··· GIVEN RECORDS
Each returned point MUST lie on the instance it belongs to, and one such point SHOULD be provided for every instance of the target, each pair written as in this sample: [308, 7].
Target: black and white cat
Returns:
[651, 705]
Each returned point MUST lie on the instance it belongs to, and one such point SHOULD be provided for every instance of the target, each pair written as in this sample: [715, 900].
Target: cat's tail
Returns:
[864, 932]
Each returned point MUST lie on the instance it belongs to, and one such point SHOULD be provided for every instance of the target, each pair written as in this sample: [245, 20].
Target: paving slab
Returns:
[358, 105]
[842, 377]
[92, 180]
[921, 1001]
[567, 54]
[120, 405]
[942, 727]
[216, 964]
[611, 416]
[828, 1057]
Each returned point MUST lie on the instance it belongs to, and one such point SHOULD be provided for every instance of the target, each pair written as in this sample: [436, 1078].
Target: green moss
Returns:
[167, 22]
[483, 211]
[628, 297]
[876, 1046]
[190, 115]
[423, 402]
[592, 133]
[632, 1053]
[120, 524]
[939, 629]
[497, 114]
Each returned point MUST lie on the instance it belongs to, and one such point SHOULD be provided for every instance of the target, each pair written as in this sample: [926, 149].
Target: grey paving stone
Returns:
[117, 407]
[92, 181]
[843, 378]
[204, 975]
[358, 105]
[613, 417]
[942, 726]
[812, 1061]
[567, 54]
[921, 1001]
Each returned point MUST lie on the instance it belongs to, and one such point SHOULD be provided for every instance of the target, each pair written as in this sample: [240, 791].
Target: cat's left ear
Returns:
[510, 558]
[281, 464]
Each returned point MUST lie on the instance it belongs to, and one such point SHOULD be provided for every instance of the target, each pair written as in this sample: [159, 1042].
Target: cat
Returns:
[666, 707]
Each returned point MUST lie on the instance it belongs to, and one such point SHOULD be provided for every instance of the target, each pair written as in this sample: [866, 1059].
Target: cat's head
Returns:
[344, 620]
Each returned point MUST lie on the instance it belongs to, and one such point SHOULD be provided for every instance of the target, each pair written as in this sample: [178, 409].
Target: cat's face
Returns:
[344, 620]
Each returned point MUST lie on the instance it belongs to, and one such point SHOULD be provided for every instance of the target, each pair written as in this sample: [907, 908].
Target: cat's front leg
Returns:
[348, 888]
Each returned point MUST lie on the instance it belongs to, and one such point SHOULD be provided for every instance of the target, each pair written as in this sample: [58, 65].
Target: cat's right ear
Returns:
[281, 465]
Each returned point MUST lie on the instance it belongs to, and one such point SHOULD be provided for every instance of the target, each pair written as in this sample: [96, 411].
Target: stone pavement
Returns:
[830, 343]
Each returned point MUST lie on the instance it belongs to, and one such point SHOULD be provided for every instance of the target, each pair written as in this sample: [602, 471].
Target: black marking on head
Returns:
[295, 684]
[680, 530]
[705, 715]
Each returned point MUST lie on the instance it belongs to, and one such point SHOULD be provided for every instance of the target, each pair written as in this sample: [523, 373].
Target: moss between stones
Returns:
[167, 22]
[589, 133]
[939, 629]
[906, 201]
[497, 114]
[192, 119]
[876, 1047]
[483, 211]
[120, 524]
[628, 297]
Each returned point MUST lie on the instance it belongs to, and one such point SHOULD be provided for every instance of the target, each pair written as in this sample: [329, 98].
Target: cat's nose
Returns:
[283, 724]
······
### TO DO
Filter the records above for the string "head" and copy each matching line.

### COMPLETED TASK
Target: cat's head
Target: black marking on head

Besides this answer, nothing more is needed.